Le ministère américain a précisé que les faits incriminés portaient sur plusieurs matches et tournois en relation avec la Concacaf, ainsi que lors de la sélection du pays hôte de la Coupe du monde 2010 – qui s’est déroulée en Afrique du Sud – et de l’élection à la présidence de la Fifa en 2011.

Il a également mentionné des faits similaires liés au sponsoring de la Fédération brésilienne de football (CBF) par une « importante société américaine d’équipement de sport », non identifiée.

Les personnes inculpées sont: Jeffrey Webb, vice-président de la Fifa et président de la Concacaf; Eduardo Li, membre des comités exécutifs de la Fifa et de la Concacaf; Julio Rocha, chargé du développement à la Fifa; Costas Takkas, attaché au cabinet du président de la Concacaf; Eugenio Figueredo, actuel vice-président de la Fifa; Rafael Esquivel, membre du comité exécutif de la Conmebol; José Maria Marin, membre du comité d’organisation de la Fifa pour les jeux Olympiques; Nicolas Leoz, ancien membre du comité exécutif de la Fifa, ainsi que le sulfureux Jack Warner, un ancien membre du comité exécutif de la Fifa, déjà impliqué dans de nombreuses affaires de corruption.
####
Dans le texte sur l'enquête visant la Fifa, recopiez le passage commençant par « Il a également » et se terminant par « affaires de corruption. », en substituant « parrainage » à « sponsoring ».

- _Quelques entrées_:
####
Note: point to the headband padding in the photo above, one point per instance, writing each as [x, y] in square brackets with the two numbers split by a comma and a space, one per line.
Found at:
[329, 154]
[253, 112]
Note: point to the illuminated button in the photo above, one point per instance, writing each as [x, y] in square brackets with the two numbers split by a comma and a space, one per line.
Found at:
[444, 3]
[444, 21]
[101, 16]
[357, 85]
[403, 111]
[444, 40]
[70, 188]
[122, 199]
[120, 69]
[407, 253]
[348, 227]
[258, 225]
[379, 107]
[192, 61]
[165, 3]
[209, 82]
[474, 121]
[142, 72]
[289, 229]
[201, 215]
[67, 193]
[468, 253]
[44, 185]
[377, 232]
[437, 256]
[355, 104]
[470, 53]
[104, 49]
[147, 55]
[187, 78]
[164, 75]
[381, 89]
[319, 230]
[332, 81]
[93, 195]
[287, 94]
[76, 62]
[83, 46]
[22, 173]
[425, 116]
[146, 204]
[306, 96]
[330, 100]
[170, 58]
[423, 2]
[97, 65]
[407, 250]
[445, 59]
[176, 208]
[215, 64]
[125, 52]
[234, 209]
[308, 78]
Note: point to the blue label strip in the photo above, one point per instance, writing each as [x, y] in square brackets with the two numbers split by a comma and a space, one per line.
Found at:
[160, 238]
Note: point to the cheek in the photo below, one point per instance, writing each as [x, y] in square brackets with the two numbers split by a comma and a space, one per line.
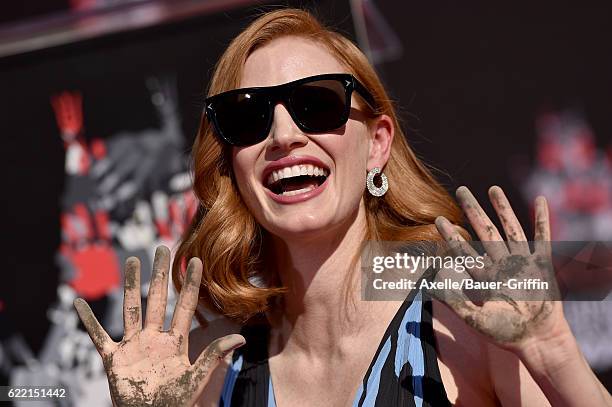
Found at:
[243, 164]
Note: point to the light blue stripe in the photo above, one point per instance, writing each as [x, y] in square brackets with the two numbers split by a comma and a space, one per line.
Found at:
[374, 379]
[230, 381]
[271, 398]
[409, 349]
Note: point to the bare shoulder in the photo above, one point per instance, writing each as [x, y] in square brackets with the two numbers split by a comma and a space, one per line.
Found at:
[513, 382]
[199, 339]
[476, 372]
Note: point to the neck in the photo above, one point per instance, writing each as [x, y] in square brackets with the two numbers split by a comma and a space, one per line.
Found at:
[318, 271]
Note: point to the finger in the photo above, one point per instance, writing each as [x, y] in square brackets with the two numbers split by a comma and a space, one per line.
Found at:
[158, 290]
[484, 228]
[542, 227]
[132, 307]
[104, 344]
[517, 241]
[213, 354]
[188, 298]
[459, 246]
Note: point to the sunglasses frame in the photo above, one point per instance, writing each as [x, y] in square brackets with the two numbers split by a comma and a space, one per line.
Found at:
[282, 93]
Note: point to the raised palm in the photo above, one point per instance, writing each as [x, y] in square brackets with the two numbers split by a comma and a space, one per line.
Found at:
[150, 366]
[509, 317]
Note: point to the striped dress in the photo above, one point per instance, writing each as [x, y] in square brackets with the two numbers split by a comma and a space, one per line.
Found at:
[404, 371]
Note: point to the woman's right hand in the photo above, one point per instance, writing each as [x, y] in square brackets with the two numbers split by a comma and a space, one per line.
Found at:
[150, 366]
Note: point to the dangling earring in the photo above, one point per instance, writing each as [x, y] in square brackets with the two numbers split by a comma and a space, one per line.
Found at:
[373, 189]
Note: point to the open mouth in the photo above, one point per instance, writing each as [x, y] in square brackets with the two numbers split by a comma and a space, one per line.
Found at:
[296, 179]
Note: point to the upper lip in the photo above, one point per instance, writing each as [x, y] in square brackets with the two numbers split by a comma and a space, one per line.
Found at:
[288, 162]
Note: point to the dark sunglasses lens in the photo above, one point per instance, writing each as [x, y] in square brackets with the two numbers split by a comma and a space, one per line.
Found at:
[320, 105]
[242, 118]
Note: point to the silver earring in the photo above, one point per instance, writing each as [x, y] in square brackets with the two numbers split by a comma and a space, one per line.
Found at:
[373, 189]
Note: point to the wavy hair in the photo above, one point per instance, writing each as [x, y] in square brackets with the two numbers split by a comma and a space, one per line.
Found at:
[225, 235]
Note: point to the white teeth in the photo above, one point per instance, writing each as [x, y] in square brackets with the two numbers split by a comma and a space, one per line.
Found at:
[295, 171]
[297, 191]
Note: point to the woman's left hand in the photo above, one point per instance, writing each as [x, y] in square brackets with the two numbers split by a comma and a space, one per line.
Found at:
[510, 318]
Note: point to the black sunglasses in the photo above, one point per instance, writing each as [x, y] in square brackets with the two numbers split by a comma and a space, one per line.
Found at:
[317, 104]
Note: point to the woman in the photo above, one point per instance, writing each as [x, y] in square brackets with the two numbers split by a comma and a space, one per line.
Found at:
[285, 208]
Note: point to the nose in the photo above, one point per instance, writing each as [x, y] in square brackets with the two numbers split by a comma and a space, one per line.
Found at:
[285, 135]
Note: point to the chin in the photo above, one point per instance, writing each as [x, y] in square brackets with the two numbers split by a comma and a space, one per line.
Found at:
[300, 226]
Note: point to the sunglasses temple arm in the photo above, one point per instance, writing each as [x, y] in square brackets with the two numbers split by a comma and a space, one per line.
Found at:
[365, 94]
####
- _Réponse attendue_:
Il a également mentionné des faits similaires liés au parrainage de la Fédération brésilienne de football (CBF) par une « importante société américaine d’équipement de sport », non identifiée.

Les personnes inculpées sont: Jeffrey Webb, vice-président de la Fifa et président de la Concacaf; Eduardo Li, membre des comités exécutifs de la Fifa et de la Concacaf; Julio Rocha, chargé du développement à la Fifa; Costas Takkas, attaché au cabinet du président de la Concacaf; Eugenio Figueredo, actuel vice-président de la Fifa; Rafael Esquivel, membre du comité exécutif de la Conmebol; José Maria Marin, membre du comité d’organisation de la Fifa pour les jeux Olympiques; Nicolas Leoz, ancien membre du comité exécutif de la Fifa, ainsi que le sulfureux Jack Warner, un ancien membre du comité exécutif de la Fifa, déjà impliqué dans de nombreuses affaires de corruption.